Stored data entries

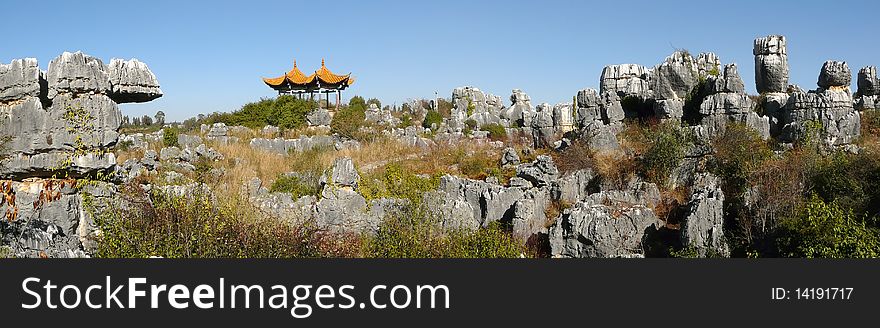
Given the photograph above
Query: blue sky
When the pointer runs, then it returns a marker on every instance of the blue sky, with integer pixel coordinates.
(209, 56)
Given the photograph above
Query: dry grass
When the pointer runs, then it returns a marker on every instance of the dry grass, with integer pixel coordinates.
(615, 168)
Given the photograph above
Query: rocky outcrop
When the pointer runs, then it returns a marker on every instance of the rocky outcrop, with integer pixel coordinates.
(285, 146)
(541, 173)
(675, 77)
(132, 81)
(50, 217)
(834, 74)
(591, 229)
(771, 64)
(626, 80)
(509, 157)
(520, 112)
(64, 119)
(20, 79)
(833, 110)
(318, 117)
(868, 93)
(727, 102)
(703, 226)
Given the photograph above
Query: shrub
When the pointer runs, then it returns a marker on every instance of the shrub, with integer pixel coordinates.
(576, 157)
(169, 137)
(666, 148)
(285, 111)
(296, 185)
(415, 236)
(825, 230)
(395, 181)
(431, 118)
(194, 226)
(347, 122)
(496, 131)
(739, 152)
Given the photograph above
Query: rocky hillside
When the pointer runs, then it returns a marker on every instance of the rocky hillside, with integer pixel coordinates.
(670, 160)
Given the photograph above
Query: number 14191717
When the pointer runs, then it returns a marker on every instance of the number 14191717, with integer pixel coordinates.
(827, 293)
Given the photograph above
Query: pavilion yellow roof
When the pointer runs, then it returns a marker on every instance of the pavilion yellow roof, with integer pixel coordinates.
(294, 77)
(326, 76)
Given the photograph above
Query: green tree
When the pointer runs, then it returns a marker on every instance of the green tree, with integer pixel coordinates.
(825, 230)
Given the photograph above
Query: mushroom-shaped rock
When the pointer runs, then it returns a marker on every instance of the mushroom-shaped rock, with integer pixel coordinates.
(132, 82)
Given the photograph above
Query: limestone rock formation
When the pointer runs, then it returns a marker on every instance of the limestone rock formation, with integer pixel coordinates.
(20, 79)
(542, 172)
(727, 102)
(868, 93)
(703, 225)
(675, 77)
(132, 81)
(591, 229)
(626, 80)
(77, 73)
(834, 74)
(771, 64)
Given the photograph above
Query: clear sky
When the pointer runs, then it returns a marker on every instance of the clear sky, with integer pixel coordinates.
(209, 56)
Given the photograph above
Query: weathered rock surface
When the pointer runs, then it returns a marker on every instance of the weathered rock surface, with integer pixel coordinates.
(840, 122)
(591, 229)
(771, 64)
(626, 80)
(727, 102)
(58, 227)
(542, 172)
(834, 74)
(318, 117)
(20, 79)
(132, 81)
(703, 225)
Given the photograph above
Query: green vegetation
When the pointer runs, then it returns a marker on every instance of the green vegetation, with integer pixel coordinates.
(739, 152)
(395, 181)
(825, 230)
(420, 237)
(169, 137)
(296, 186)
(431, 118)
(195, 226)
(348, 121)
(496, 131)
(285, 111)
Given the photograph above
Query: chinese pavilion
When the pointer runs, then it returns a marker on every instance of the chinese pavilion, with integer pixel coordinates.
(323, 80)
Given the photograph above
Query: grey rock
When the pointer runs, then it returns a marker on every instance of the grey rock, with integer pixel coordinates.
(728, 81)
(77, 73)
(20, 79)
(132, 81)
(541, 172)
(868, 83)
(509, 157)
(574, 186)
(771, 64)
(60, 227)
(669, 108)
(591, 230)
(834, 74)
(318, 117)
(170, 154)
(188, 141)
(218, 130)
(626, 80)
(42, 141)
(841, 123)
(675, 77)
(342, 175)
(703, 225)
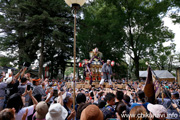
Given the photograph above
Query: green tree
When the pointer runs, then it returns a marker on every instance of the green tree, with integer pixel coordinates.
(99, 28)
(31, 26)
(125, 27)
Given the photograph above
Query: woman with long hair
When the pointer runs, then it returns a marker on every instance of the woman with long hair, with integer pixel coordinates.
(141, 100)
(15, 101)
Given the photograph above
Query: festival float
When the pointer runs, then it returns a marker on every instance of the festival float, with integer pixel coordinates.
(92, 67)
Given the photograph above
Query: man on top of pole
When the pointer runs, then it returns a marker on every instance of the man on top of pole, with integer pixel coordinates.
(106, 73)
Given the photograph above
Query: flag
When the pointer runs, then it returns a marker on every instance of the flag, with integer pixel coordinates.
(149, 87)
(157, 87)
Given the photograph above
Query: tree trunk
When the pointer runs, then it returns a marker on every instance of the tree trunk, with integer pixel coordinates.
(136, 62)
(41, 62)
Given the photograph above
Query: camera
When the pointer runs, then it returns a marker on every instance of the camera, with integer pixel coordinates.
(55, 92)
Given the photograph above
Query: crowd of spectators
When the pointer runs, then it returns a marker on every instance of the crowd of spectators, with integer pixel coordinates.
(26, 98)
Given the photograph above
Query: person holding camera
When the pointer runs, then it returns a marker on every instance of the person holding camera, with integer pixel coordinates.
(37, 89)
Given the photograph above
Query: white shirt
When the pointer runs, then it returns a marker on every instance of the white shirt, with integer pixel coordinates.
(21, 112)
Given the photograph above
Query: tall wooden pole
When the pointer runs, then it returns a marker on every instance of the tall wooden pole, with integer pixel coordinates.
(74, 72)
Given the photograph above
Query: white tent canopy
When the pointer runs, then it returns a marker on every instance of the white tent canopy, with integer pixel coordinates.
(159, 73)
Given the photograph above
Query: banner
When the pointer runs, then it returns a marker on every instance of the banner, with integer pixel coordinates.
(149, 87)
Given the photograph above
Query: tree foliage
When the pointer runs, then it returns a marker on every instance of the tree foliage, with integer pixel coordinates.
(124, 27)
(32, 26)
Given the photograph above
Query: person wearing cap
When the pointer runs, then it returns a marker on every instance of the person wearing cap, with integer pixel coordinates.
(41, 111)
(68, 101)
(176, 100)
(157, 112)
(37, 89)
(56, 112)
(91, 112)
(166, 102)
(3, 86)
(106, 73)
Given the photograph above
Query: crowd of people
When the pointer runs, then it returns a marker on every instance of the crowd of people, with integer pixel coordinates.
(26, 98)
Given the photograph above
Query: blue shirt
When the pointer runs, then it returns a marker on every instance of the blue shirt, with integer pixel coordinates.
(138, 104)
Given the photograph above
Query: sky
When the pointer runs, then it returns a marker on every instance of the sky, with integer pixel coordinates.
(176, 30)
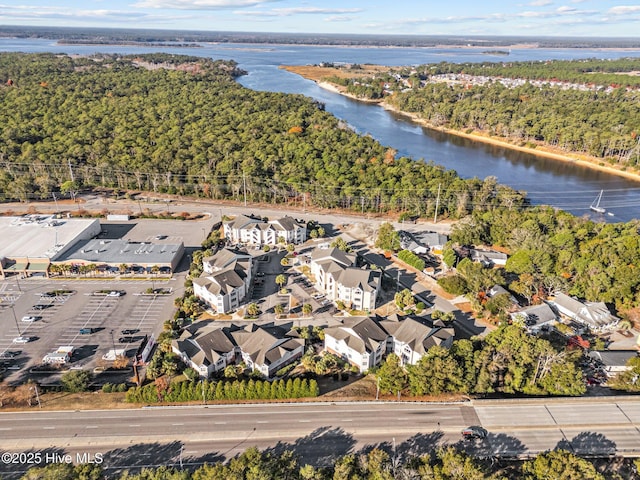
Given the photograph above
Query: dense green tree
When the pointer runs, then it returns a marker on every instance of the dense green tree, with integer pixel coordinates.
(559, 465)
(388, 238)
(76, 381)
(437, 372)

→ **Directions**
Each line above must be repeated exactly in the answer, with pictures omitted.

→ **Expected output**
Given the photograph above
Query: blue sky
When the pointer runs, then it returns a marker on every instance of the blue sky, with integer pixel coordinates.
(209, 56)
Given the photograph above
Query: dry grass
When the pointer runs, then it returns a marker on every instance of the dry grass, with integer pixel coordinates.
(615, 168)
Given the photograph above
Query: rocky outcrop
When the pointer runs, then it returns a marker on every instance of the rocky outcrop, with integer pixel coordinates.
(285, 146)
(541, 173)
(675, 77)
(132, 81)
(50, 217)
(834, 74)
(591, 229)
(771, 64)
(626, 80)
(509, 157)
(520, 112)
(64, 119)
(20, 79)
(833, 110)
(318, 117)
(868, 93)
(727, 102)
(703, 226)
Given the photograph above
Query: shrub
When the pointer runs, then it returns a marker on every instance of the shrub, with integer pixel coordinates.
(576, 157)
(169, 137)
(666, 148)
(285, 111)
(296, 185)
(415, 236)
(825, 230)
(395, 181)
(431, 118)
(194, 226)
(347, 122)
(496, 131)
(739, 152)
Given the photograph above
Query: rocky hillside
When the pointer runs, then it returns a marker on every instance of the rocky hillside, with integer pixel coordinates.
(670, 160)
Given the photograph above
Query: number 14191717
When the pointer runs, then it returns a marker on every instance of the number 14191717, with integer pixel coordinates.
(827, 293)
Given the photograph above
Query: pavilion yellow roof
When the pointer runs, then it returns a marker on every instance of the pavilion yellow roof, with integer pixel coordinates.
(294, 77)
(326, 76)
Given the photograph above
Query: green tree
When the pointer runs, then it returns a marker on every instance of the green tree, with integer pixel coordinates.
(825, 230)
Given the photograph above
Query: mushroom-shaped rock
When the pointer runs, then it returns a marker on every instance of the mushroom-shaped rock, with integer pixel coordinates.
(132, 82)
Given the photograph above
Query: limestone rock formation
When the pointer runs, then it returns a marker on every instance of the limestone rock formation, with integer pixel coordinates.
(20, 79)
(542, 172)
(727, 102)
(868, 93)
(703, 225)
(675, 77)
(132, 81)
(591, 229)
(626, 80)
(77, 73)
(834, 74)
(771, 64)
Given the photograph above
Query: clear sky
When the pointer runs, then it returns a marker on every instance of the clear sky, with integer pixel coordinates.
(209, 56)
Given the photograph above
Query: weathered rock surface
When the pointer runs, then it returns a marker on every instance of the weathered rock surface, with integer pixel coordinates.
(840, 122)
(591, 229)
(771, 64)
(626, 80)
(727, 102)
(58, 227)
(542, 172)
(834, 74)
(318, 117)
(20, 79)
(132, 81)
(703, 225)
Given the photograph above
Query: green vegetation
When the pointer runs, then it returns a marker on every instance of the green vegetation, with integer pixel coordinates.
(739, 152)
(395, 181)
(825, 230)
(420, 237)
(169, 137)
(296, 186)
(431, 118)
(195, 226)
(348, 121)
(496, 131)
(285, 111)
Given the photograph above
Query: chinese pavilion
When the pointer runs, then it returns a marker on every instance of the chinese pavilion, with integer pixel coordinates.
(323, 80)
Given the photograph above
Query: grey rock
When the pointer runs, then it returns a marker on every instance of the grey rock, with integer pixel coordinates.
(728, 81)
(77, 73)
(20, 79)
(132, 81)
(541, 172)
(868, 83)
(509, 157)
(574, 186)
(771, 64)
(60, 227)
(669, 108)
(591, 230)
(834, 74)
(318, 117)
(170, 154)
(188, 141)
(218, 130)
(626, 80)
(42, 141)
(841, 123)
(675, 77)
(342, 175)
(703, 225)
Given the photograph above
Query: green tree
When the pointer runs, then it returns a marker on every instance of the green tree, with integer pixel coordinates.
(99, 28)
(31, 26)
(125, 27)
Given the photograph above
Query: woman with long hair
When the pointer runs, then it returns a marker on every instance of the woman with long hair, with integer pixel coordinates.
(141, 100)
(15, 101)
Given the photograph above
Query: festival float
When the pointer runs, then it returns a marker on every instance of the festival float, with integer pixel coordinates.
(92, 67)
Given the photograph above
Query: man on top of pole
When the pointer runs, then it returns a marker on every instance of the man on top of pole, with integer pixel coordinates.
(106, 73)
Given the photograph above
Query: flag
When the pointer runs, then it returns a marker on every instance of the flag, with integer pixel coordinates.
(149, 87)
(157, 87)
Given the photograph above
Query: tree trunk
When the pointer runs, then it returns a marker on every instance of the tree trunk, with integer pixel coordinates.
(136, 62)
(41, 62)
Given the photograph above
Query: camera
When the pointer runs, then it returns a marker on every instance of the camera, with integer pixel coordinates.
(55, 92)
Given the photograph above
Query: crowd of spectators
When the pointer runs, then it returns a marker on every instance of the crowd of spectators, with integer pixel coordinates.
(26, 98)
Given the photograph above
Query: person holding camera
When the pointer runs, then it returns a marker on every instance of the person holding camera, with integer pixel coordinates.
(37, 89)
Given the photograph above
Query: white shirt
When the pointer runs, then it returns a marker on every instance of the white shirt, with integer pixel coordinates.
(21, 112)
Given the photograph above
Query: tall wooden pole
When the pointer runs, then it returns a marker on every instance of the tall wooden pole, with integer pixel coordinates.
(74, 72)
Given the photograph above
Query: white tent canopy
When the pointer runs, then it returns a marker on every instance of the white tent canopy, with integer pixel coordinates.
(159, 73)
Given the photograph above
Query: banner
When the pointer runs, then it returns a marker on every instance of the banner, with integer pixel coordinates.
(149, 87)
Given the photograph above
Query: tree foliage
When the pointer runs, then it returns a marker on every instance of the tree foliage, with integer pixel coordinates.
(124, 27)
(32, 26)
Given the photograph above
Query: person wearing cap
When the pointer runs, then it returns a marker on every instance of the person wearing cap, with integer pixel coordinates.
(41, 111)
(68, 101)
(176, 100)
(157, 112)
(37, 89)
(56, 112)
(91, 112)
(166, 102)
(3, 86)
(106, 73)
Given the photograph above
Query: crowd of people
When the pointer runs, then it returns a marker on every instance of the crowd of people, with integer pixel coordinates.
(26, 98)
Given the photograph above
Query: blue shirt
When the pointer runs, then it returns a marker on every instance of the blue shirt, with integer pixel coordinates.
(138, 104)
Given the photograph above
Query: sky
When the pointer runs, then it returns a marker on every instance of the sky, with integer pixel coordinates.
(176, 30)
Given the photograph above
Query: dense green tree
When the pointer runs, then it returns a marker on every instance of the dense green tree, with integer pixel coordinates.
(559, 465)
(388, 238)
(76, 381)
(437, 372)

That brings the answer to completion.